**What this exercise asks**
a – Reproduce the passage of the travel post from "Hundreds of years" up to and including "arm was tired.", keeping every word and mark unchanged.
b – Return each line of the records that contains the word "snow".

**Text segment**
▬▬▬
What A Wonderful World

photo

Took this on the plane on the way to London! Just realized it looks like every other cloud picture ever taken, but oh well….

Hundreds of years from now, an old notebook will be discovered, in which a girl wrote about her thoughts and experiences as she travelled. People will marvel, at those things called ‘paper’, and ‘ink’. They will get a sense of what it used to be like to travel, with planes and trains, cabs and busses. They will be shocked at the fact that once upon a time, someone had to sit down and write what they were feeling, that they stopped because their arm was tired.

 

But for now, in the present, I’m very simply keeping a diary. I’m a week and two days into my vacation, and my notebook has about 100 pages full of words. I’m now in London, and before that I was in Budapest (Hungary), and Bratislava (Slovakia). I’m travelling with my parents and two older sisters.

 

It’s been amazing, seeing these different places where people speak these weird languages (not England, clearly), and lead different lives. There were a few things I saw everywhere I went, and these were them:

 

–       Babies! I just absolutely adore babies!

–       Couples, who were holding hands/ hugging/ kissing/ all of the above

–       Monuments to people the locals killed (which totally pissed me off. Let’s go murder people, then we’ll erect a statue that says how tragic it is they died. Yay! Not.)

–       Outfits/ fashion trends/ clothing. This has been particularly fun, because my sisters and I have taught our dad to notice it too, so every now and then he’ll go, “I liked that dress”, “That looked interesting”, or “Is that a mini, midi or maxi skirt?”
▬▬▬
**Data to use**
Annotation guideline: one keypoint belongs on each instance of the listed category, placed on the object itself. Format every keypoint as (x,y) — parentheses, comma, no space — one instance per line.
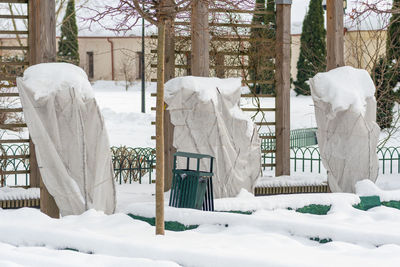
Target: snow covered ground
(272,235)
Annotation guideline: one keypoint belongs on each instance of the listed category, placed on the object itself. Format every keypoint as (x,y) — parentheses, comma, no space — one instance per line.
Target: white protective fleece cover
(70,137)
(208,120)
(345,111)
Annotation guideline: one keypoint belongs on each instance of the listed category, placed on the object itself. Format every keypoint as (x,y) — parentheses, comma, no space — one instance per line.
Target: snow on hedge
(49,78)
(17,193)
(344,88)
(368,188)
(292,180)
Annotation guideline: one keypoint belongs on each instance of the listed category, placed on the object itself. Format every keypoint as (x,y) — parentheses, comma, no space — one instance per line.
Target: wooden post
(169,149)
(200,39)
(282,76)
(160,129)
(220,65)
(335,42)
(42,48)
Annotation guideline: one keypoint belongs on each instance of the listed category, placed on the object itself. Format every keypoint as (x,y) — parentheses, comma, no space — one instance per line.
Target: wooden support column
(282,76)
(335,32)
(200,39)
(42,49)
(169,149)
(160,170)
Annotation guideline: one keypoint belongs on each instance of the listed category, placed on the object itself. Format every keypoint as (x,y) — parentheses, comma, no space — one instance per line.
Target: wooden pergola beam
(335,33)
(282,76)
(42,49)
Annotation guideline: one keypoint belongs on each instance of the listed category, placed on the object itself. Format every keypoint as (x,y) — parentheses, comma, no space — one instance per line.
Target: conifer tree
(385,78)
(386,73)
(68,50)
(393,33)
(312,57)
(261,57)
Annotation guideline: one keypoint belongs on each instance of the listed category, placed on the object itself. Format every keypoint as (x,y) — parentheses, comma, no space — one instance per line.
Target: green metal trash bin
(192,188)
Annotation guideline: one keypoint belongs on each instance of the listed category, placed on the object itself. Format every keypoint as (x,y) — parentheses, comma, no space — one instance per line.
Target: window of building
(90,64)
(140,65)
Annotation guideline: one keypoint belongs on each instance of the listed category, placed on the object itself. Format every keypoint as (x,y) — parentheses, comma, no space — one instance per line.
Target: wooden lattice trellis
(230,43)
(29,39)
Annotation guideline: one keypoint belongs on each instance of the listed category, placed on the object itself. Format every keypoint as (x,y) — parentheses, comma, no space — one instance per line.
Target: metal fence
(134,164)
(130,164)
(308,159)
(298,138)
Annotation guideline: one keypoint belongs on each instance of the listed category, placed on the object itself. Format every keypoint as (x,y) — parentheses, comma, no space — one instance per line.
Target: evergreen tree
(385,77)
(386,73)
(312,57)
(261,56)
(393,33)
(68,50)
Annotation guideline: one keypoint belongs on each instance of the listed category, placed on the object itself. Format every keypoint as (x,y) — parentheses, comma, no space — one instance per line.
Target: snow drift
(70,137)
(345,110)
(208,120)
▬▬▬
**Answer list**
a –
Hundreds of years from now, an old notebook will be discovered, in which a girl wrote about her thoughts and experiences as she travelled. People will marvel, at those things called ‘paper’, and ‘ink’. They will get a sense of what it used to be like to travel, with planes and trains, cabs and busses. They will be shocked at the fact that once upon a time, someone had to sit down and write what they were feeling, that they stopped because their arm was tired.

b –
Target: snow covered ground
Target: snow on hedge
Target: snow drift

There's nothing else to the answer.